→ Your goal:
Find the line containing "Target: dark sauce on pastry" in the entries; transcribe it and all remaining lines through the end, exactly as they appear, but not the pictures.

→ Data for analysis:
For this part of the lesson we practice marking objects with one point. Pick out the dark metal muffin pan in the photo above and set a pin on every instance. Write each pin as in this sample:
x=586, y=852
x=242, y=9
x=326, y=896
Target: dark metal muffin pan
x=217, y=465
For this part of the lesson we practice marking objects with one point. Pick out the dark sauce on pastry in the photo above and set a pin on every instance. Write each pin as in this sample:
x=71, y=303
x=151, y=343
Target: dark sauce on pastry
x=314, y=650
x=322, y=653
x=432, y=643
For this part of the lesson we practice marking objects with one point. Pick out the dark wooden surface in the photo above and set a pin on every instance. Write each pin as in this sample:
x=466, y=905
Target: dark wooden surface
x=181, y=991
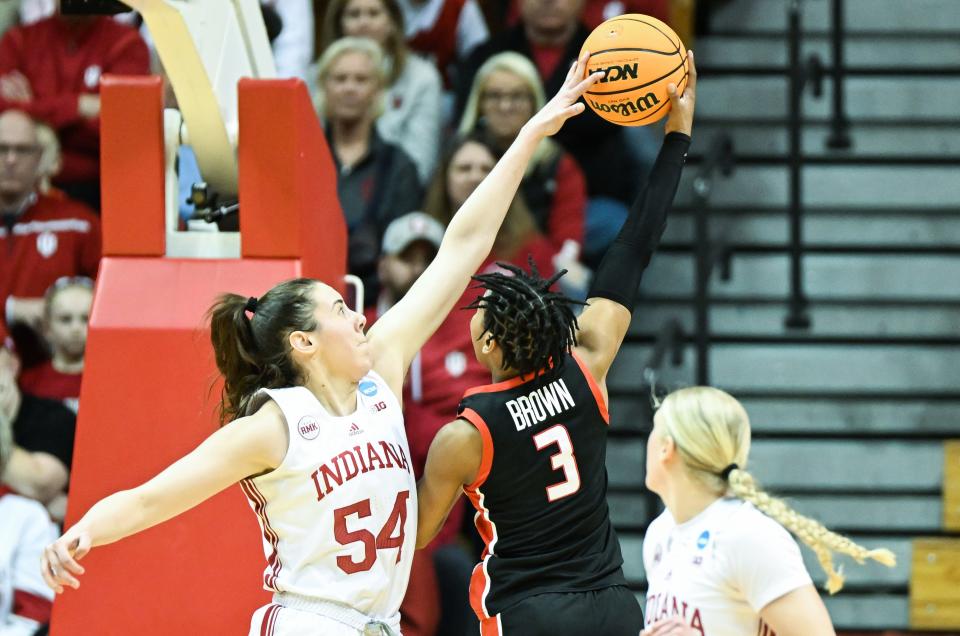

→ Exercise response:
Target: dark sauce on pastry
x=314, y=650
x=322, y=653
x=432, y=643
For this part of the lesson we practice marking objects with one point. Pick out the dark wooden surface in the photo above and set a pin on every instance. Write each pin as in this sample:
x=466, y=905
Target: dark wooden surface
x=181, y=991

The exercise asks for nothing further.